Point-per-instance localization data:
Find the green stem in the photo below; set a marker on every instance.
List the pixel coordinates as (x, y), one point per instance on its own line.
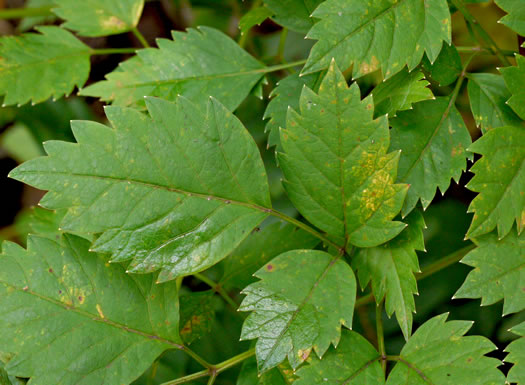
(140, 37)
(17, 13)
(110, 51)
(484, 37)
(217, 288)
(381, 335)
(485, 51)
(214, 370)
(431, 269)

* * *

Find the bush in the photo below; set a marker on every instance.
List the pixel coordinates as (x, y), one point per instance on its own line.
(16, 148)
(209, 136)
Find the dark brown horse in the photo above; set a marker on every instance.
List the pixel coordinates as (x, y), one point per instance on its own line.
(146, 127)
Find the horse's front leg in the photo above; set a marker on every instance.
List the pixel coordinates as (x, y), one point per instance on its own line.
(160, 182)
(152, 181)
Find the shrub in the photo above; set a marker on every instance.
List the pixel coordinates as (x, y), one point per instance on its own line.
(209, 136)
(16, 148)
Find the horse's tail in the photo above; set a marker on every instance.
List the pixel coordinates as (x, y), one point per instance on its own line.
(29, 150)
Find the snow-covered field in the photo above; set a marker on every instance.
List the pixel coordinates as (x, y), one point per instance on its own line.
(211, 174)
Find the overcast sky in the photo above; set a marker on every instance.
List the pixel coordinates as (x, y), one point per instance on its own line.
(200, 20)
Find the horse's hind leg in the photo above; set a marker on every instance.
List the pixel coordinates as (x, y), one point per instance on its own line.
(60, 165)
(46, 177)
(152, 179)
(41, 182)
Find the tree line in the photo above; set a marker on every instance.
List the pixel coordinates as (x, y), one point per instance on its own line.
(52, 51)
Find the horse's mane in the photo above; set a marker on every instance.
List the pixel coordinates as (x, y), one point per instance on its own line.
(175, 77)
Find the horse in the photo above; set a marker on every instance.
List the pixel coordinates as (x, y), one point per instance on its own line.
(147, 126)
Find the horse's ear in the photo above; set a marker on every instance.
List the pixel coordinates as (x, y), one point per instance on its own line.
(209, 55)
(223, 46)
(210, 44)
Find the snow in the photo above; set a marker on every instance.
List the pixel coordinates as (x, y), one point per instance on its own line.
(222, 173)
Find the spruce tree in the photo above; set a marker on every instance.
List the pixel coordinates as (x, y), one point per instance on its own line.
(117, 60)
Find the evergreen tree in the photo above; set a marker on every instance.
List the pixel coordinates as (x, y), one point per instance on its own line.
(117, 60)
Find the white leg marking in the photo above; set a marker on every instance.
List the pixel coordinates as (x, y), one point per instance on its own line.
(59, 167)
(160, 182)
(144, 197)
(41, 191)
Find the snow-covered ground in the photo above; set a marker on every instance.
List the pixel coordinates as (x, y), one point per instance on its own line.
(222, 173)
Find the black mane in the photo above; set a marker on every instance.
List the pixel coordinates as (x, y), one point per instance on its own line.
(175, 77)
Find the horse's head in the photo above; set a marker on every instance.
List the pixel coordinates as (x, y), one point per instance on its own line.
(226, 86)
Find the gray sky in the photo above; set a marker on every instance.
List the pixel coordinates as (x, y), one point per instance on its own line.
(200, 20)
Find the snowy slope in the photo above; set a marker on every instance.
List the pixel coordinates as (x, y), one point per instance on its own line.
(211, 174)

**WORK ORDER:**
Report how many lines in the records hold the word "mane", giving the number and nothing else.

**WORKED SOLUTION:**
2